Written task: Recast the records as a numbered list, omitting blank lines, from the first line of the records to the line with "[(898, 396)]", including both of those lines. Cover only those lines.

Data section:

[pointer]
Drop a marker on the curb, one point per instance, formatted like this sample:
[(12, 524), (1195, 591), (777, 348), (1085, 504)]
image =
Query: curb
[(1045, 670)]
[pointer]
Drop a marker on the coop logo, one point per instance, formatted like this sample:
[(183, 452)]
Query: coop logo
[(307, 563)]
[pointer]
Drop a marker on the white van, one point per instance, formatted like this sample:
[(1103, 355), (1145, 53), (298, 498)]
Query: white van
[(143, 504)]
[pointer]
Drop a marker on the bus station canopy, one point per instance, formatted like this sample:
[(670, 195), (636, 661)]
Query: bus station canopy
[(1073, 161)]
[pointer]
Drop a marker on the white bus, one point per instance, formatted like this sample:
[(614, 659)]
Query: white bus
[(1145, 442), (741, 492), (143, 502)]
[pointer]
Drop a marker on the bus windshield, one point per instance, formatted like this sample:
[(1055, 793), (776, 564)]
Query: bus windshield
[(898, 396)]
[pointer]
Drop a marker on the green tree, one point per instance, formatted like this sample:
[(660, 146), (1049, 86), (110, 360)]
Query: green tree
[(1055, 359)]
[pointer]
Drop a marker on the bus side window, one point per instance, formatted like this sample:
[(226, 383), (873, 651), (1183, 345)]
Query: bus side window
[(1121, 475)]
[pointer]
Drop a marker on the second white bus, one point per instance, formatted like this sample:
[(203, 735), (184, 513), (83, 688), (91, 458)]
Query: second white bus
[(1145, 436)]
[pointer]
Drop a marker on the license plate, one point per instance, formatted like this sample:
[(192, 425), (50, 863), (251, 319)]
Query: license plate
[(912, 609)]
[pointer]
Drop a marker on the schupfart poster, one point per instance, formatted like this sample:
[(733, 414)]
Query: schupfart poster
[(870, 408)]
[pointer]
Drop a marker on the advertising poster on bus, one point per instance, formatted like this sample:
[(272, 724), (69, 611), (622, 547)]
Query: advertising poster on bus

Result for this task:
1. [pointer]
2. Drop a marker on the curb, one point per instance, formatted like this sample:
3. [(12, 524), (1195, 591), (777, 348), (1085, 504)]
4. image =
5. Query: curb
6. [(1045, 670)]
7. [pointer]
8. Drop a marker on the coop logo, one point per instance, formatted like this sample:
9. [(183, 452)]
10. Query: coop logo
11. [(307, 563)]
12. [pointer]
13. Drop a marker on the white van, one point per instance, formatted like this sample:
14. [(1103, 355), (1145, 53), (298, 498)]
15. Query: white van
16. [(143, 504)]
17. [pointer]
18. Drop a marker on the bus station canopy, one point per instance, formatted like this sample:
19. [(670, 195), (636, 661)]
20. Query: bus station canopy
21. [(1073, 161)]
22. [pointer]
23. Drop a marker on the white bus, one point per instance, formatted like this sample:
24. [(614, 659)]
25. Query: white bus
26. [(1145, 442), (741, 492), (143, 502)]
27. [pointer]
28. Drop a marker on the bus windshield, one point per instance, formatted like this sample:
29. [(1055, 793), (776, 564)]
30. Query: bus windshield
31. [(898, 396)]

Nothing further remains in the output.